• Text extract:

-----

Ouch this is so much complicatea to explain :D
Now I'm about to go algebric and defing the 'intersection of
constraint'... something like:
- Netclass A has to be at least 1mm wide and at least 0.2 clearance
- Layer 1 needs at least 0.5 clearance
==>
- Netclass A on layer 1 has to be at least 1mm wide and at least 0.5
clearance
(it's simple interval arithmetic)
- Netclass B has to be exactly 0.5mm wide and clearance of exactly 0.3mm
==>
- Netclass B can't live on layer 1 (due to conflicting rules)
(Empty intersection)
It's done that way in safety relevant systems... you get all the
conditions and they *all* need to be true. It works the same in fuzzy
logic too :P
The UI would be something like a QBE grid or a mail filter setup.
In fact it could everything done with intervals: 'lesser than y' becomes
'between -inf and y', 'equal to x' becomes 'between x - epsilon and
x + epsilon' for example. PLEASE NOTE that, for example, checking for
'maximum clearance' would be *very* difficult, so it's only an example!
Rule resolution would be done that way: given a set of rules (DRC
database or whatever) extract all the rules which apply to the current
check (a single track check of course would extract the track size
rules, while a track-to-track would ignore them, for example). This
involves browsing the database and 'filtering' on the conditions (i.e.
I'm checking a track of class B, the rules must apply to all classes or
at least to class B). Compute the intersection of all the constraint
from these rules. Check if everything fits.
Given an 'adequate' (i.e. to be thought about:D) predicate set I think
that all the conceivable (useful) constraints could be built. After that
we hit the turing limit i.e. need some user written python function (as
already proposed).
The minimal 'functional' constraint I would use are something like:
1) Width in (range)
2) Clearance in (range) (as said before most probably has to be thinked
about)
3) Pad size in (range)
4) Thermal spoke width in (range)
'Manufacturing' constraint are like (I'll list the CAM350/gerbtool ones)
5) Track-to-track distance >(dist)

-----

• Stored records:
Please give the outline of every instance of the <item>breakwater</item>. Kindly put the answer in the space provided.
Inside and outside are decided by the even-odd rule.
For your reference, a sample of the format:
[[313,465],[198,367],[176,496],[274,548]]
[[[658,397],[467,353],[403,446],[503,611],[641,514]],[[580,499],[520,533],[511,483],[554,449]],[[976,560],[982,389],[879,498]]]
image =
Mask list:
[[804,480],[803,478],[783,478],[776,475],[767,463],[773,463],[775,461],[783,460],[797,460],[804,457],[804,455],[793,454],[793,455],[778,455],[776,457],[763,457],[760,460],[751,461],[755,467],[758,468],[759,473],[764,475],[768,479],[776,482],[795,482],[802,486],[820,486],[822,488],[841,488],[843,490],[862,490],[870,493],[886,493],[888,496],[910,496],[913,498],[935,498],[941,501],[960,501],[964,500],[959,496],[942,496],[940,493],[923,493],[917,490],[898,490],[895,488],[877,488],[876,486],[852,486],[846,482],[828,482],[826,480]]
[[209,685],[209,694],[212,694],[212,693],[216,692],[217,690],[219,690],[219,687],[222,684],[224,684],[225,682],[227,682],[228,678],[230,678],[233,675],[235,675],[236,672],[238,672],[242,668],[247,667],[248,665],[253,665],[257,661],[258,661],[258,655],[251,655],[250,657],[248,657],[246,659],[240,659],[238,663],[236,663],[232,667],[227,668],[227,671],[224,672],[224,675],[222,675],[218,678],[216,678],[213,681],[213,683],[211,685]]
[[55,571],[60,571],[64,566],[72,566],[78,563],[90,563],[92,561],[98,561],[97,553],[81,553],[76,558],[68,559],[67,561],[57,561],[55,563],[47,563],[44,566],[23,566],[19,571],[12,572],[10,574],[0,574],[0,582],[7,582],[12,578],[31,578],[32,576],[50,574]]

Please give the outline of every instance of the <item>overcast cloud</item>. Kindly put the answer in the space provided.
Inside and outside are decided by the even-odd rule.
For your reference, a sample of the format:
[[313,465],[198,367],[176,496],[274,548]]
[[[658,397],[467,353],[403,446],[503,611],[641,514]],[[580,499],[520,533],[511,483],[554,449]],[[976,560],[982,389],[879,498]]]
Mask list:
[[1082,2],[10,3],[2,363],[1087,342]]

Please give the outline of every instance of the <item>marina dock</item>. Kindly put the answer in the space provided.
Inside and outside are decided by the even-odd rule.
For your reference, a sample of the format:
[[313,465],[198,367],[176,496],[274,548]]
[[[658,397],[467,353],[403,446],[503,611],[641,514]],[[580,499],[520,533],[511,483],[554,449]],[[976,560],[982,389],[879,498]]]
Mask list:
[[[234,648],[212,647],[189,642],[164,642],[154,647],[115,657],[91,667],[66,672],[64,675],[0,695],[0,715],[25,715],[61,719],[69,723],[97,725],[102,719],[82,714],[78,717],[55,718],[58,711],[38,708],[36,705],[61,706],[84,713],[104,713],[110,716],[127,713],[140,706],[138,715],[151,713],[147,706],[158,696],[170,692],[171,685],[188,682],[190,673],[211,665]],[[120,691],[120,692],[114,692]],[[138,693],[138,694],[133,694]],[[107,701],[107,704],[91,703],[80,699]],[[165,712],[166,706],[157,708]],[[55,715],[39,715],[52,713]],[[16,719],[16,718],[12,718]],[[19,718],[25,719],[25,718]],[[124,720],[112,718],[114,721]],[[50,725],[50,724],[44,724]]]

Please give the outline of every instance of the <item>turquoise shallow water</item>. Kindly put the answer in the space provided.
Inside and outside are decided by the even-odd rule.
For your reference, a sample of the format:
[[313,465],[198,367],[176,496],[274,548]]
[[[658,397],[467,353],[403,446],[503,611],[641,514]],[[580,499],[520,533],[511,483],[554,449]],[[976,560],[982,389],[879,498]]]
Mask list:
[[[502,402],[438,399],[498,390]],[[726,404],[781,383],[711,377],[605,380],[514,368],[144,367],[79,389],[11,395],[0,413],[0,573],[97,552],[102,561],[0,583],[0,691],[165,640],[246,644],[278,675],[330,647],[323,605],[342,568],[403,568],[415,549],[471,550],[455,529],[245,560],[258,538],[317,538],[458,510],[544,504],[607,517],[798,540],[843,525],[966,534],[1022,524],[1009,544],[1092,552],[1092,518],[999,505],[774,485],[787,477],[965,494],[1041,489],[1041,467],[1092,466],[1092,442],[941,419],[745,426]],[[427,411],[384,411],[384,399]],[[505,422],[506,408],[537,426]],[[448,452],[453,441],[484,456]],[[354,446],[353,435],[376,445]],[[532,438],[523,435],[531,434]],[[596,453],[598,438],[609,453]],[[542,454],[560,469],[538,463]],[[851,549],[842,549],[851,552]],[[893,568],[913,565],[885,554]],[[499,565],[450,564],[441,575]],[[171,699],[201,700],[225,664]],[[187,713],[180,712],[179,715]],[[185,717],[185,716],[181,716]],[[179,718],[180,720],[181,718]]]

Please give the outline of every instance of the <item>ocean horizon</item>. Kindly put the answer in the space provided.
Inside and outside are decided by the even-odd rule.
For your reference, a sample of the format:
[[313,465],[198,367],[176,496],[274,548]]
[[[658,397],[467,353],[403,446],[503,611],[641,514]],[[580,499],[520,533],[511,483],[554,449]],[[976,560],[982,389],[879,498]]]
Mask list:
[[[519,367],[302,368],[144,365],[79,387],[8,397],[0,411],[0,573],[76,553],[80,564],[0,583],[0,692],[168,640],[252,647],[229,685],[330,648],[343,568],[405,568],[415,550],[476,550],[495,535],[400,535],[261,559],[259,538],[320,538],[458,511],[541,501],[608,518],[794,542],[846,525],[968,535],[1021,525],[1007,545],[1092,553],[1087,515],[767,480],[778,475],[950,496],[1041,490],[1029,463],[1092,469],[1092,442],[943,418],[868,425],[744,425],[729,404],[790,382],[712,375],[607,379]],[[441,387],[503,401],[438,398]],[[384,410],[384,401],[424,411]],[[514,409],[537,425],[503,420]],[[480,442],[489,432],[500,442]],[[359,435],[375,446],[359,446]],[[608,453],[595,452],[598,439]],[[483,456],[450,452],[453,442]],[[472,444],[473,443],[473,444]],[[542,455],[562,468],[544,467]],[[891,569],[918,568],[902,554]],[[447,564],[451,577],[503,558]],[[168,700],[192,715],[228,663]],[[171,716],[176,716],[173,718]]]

-----

• What is expected: Please reproduce the forum post on design-rule constraints above in full, word for word.

• Full response:
Ouch this is so much complicatea to explain :D
Now I'm about to go algebric and defing the 'intersection of
constraint'... something like:
- Netclass A has to be at least 1mm wide and at least 0.2 clearance
- Layer 1 needs at least 0.5 clearance
==>
- Netclass A on layer 1 has to be at least 1mm wide and at least 0.5
clearance
(it's simple interval arithmetic)
- Netclass B has to be exactly 0.5mm wide and clearance of exactly 0.3mm
==>
- Netclass B can't live on layer 1 (due to conflicting rules)
(Empty intersection)
It's done that way in safety relevant systems... you get all the
conditions and they *all* need to be true. It works the same in fuzzy
logic too :P
The UI would be something like a QBE grid or a mail filter setup.
In fact it could everything done with intervals: 'lesser than y' becomes
'between -inf and y', 'equal to x' becomes 'between x - epsilon and
x + epsilon' for example. PLEASE NOTE that, for example, checking for
'maximum clearance' would be *very* difficult, so it's only an example!
Rule resolution would be done that way: given a set of rules (DRC
database or whatever) extract all the rules which apply to the current
check (a single track check of course would extract the track size
rules, while a track-to-track would ignore them, for example). This
involves browsing the database and 'filtering' on the conditions (i.e.
I'm checking a track of class B, the rules must apply to all classes or
at least to class B). Compute the intersection of all the constraint
from these rules. Check if everything fits.
Given an 'adequate' (i.e. to be thought about:D) predicate set I think
that all the conceivable (useful) constraints could be built. After that
we hit the turing limit i.e. need some user written python function (as
already proposed).
The minimal 'functional' constraint I would use are something like:
1) Width in (range)
2) Clearance in (range) (as said before most probably has to be thinked
about)
3) Pad size in (range)
4) Thermal spoke width in (range)
'Manufacturing' constraint are like (I'll list the CAM350/gerbtool ones)
5) Track-to-track distance >(dist)